> **Written exercise**
Rewrite all the items below, changing every "sample" to "model" and leaving everything else unchanged.

** start **

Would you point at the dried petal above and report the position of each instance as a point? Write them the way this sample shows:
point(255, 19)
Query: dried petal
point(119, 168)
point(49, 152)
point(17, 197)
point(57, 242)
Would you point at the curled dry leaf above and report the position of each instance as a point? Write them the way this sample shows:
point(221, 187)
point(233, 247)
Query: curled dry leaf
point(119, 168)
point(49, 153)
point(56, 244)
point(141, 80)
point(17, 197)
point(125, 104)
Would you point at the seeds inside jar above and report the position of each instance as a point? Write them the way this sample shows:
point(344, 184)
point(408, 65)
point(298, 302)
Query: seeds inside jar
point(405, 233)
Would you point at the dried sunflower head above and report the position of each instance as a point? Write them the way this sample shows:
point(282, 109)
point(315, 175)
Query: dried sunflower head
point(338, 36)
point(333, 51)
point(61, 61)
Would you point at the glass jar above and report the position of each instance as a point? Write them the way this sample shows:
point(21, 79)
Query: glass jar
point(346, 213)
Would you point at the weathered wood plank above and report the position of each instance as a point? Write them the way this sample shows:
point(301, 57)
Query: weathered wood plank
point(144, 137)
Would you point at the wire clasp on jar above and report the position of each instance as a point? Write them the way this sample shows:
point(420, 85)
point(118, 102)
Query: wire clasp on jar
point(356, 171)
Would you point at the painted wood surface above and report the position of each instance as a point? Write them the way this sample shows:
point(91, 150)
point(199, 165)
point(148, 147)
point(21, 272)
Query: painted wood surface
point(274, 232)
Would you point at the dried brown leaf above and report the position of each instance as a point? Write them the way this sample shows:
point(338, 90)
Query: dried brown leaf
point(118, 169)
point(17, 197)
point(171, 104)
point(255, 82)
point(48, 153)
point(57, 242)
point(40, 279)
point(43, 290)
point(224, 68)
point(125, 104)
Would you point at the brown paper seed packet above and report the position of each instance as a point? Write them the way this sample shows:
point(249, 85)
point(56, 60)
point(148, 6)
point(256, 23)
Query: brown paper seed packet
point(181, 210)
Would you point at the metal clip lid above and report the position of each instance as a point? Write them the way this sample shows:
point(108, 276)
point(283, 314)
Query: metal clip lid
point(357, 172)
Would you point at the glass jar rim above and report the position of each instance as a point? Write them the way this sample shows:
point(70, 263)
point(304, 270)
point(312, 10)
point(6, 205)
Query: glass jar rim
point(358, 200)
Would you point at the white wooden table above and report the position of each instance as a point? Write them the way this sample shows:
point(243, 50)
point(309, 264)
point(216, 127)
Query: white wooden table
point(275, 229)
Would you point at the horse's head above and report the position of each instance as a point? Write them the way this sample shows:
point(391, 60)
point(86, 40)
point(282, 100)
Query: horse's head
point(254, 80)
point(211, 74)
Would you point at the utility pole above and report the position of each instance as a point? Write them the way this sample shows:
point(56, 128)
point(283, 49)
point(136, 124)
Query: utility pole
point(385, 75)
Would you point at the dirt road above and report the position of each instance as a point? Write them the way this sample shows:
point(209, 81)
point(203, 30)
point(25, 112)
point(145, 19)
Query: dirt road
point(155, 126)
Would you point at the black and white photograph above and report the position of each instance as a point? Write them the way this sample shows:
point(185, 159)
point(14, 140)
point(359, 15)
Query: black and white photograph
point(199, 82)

** end **

> **Task answer**
Would you point at the dried petal above and report the position of each instance as a point? Write them the way this model shows:
point(255, 19)
Query: dried petal
point(119, 168)
point(49, 152)
point(17, 197)
point(57, 242)
Would you point at the curled dry leaf above and report the position of each instance as a point? Write them the way this model shows:
point(221, 187)
point(233, 247)
Query: curled dry leaf
point(119, 168)
point(49, 153)
point(56, 244)
point(141, 80)
point(17, 197)
point(125, 104)
Would you point at the seeds inside jar above and report the position of each instance as a point? Write them the way this model shows:
point(344, 184)
point(408, 65)
point(298, 302)
Query: seeds inside jar
point(405, 233)
Would you point at the dried sunflower head above and report the position of each instance as a point? Write them the way this model shows:
point(282, 109)
point(315, 175)
Query: dried sunflower head
point(338, 36)
point(333, 51)
point(61, 61)
Would you point at the glass jar above and report the position of each instance as a point? Write them the way this model shows:
point(21, 79)
Query: glass jar
point(346, 213)
Would you point at the weathered wood plank above and report the position of each instance as a point? Write them the way this model shows:
point(301, 57)
Query: weathered wood plank
point(144, 137)
Would you point at the wire clasp on jar above and report the position of each instance as a point? Write them the way this model shows:
point(420, 85)
point(118, 102)
Query: wire clasp on jar
point(356, 171)
Would you point at the painted wood surface above and report the position of each instance as a point? Write them the way this model shows:
point(91, 150)
point(199, 165)
point(148, 147)
point(21, 272)
Query: painted wood surface
point(274, 232)
Would you point at the dried brown leaf above and report the position of each instance as a point? Write them the way this model shows:
point(338, 90)
Query: dried brown leaf
point(118, 169)
point(17, 197)
point(171, 104)
point(255, 82)
point(48, 153)
point(57, 242)
point(40, 279)
point(43, 290)
point(224, 68)
point(125, 104)
Would you point at the brown paper seed packet above and report the position of each instance as a point? Write them the way this model shows:
point(249, 85)
point(56, 60)
point(148, 6)
point(256, 23)
Query: brown paper seed packet
point(181, 210)
Would you point at the metal clip lid above and report the position of each instance as a point? Write them the way this model shows:
point(108, 276)
point(283, 314)
Query: metal clip lid
point(357, 172)
Would you point at the glass jar rim above and report the position of each instance as a point? Write them the way this model shows:
point(70, 263)
point(304, 270)
point(312, 10)
point(6, 205)
Query: glass jar rim
point(358, 200)
Would you point at the white wooden table above and report the position of each instance as a point? Write them the way this model shows:
point(243, 50)
point(309, 264)
point(216, 127)
Query: white wooden table
point(275, 229)
Would you point at the horse's head above and report the position of each instance as a point? Write them the way this model shows:
point(391, 60)
point(86, 40)
point(282, 100)
Query: horse's head
point(254, 80)
point(211, 74)
Would you point at the utility pole above and report the position of each instance as a point? Write them the way this model shows:
point(56, 128)
point(283, 49)
point(136, 124)
Query: utility pole
point(385, 75)
Would you point at the dirt road above and report the position of each instance as a point? Write them the way this model shows:
point(209, 81)
point(203, 30)
point(25, 112)
point(145, 19)
Query: dirt road
point(155, 126)
Would you point at the black and white photograph above and report the position of each instance as a point? Write them the way this model shows:
point(185, 159)
point(14, 140)
point(359, 15)
Query: black and white photograph
point(199, 82)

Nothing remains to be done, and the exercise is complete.